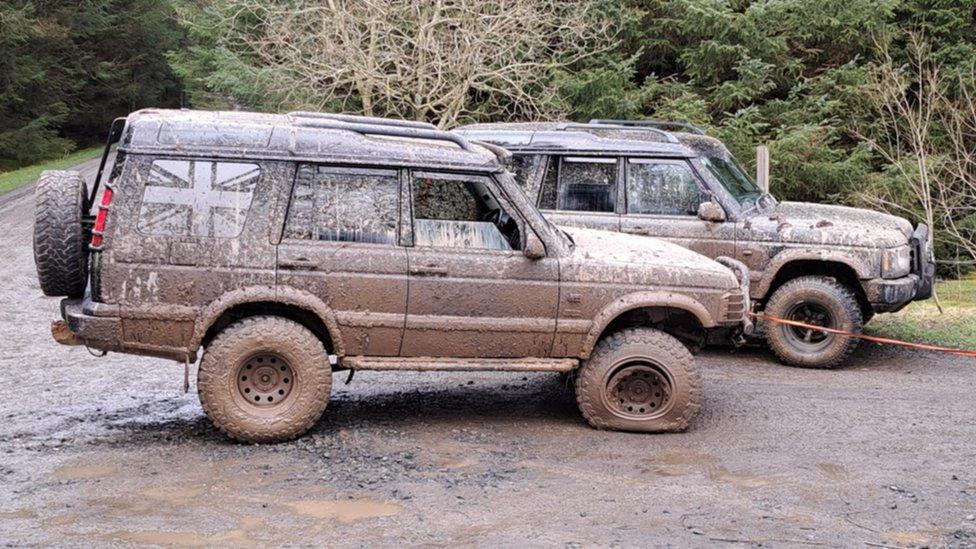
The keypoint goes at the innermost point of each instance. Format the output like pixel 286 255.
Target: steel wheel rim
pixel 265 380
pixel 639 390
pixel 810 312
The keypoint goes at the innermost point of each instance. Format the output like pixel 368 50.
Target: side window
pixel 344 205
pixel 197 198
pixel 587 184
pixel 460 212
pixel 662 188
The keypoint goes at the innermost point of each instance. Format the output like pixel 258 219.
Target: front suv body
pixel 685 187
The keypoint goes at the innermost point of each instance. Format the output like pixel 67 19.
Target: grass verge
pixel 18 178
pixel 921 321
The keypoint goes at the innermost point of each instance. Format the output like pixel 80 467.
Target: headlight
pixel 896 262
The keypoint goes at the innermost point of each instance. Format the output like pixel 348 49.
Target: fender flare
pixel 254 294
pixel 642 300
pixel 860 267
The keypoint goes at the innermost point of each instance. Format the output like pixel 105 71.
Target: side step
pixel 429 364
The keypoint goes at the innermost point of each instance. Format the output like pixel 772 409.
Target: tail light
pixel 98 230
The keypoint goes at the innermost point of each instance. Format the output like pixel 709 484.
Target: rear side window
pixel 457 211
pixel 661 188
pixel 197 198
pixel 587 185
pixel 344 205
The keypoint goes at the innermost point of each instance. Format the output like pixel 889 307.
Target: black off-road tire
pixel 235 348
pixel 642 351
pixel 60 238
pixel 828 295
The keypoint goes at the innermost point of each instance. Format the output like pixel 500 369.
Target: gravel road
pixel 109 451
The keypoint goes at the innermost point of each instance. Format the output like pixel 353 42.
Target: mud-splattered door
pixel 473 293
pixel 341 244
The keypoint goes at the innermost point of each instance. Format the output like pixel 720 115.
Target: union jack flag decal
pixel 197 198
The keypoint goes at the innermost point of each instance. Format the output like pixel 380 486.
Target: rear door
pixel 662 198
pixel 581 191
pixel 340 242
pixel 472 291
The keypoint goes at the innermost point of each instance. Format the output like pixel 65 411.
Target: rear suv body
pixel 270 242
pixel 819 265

YOUR TASK: Reproduce the material word for word, starting at the line that contains "pixel 353 42." and ending at the line that contains "pixel 472 291". Include both of those lines.

COMPLETED EXERCISE:
The keypoint goes at the innermost point of each instance. Format the output like pixel 353 42.
Target: mud-splattered door
pixel 473 293
pixel 341 244
The keypoint goes at the innermost point of each instance. Format the output like pixel 720 115.
Target: union jack flag decal
pixel 197 198
The keypoint goes at the innermost point of each instance. Format the output like pixel 380 486.
Target: rear door
pixel 662 198
pixel 581 191
pixel 340 242
pixel 472 291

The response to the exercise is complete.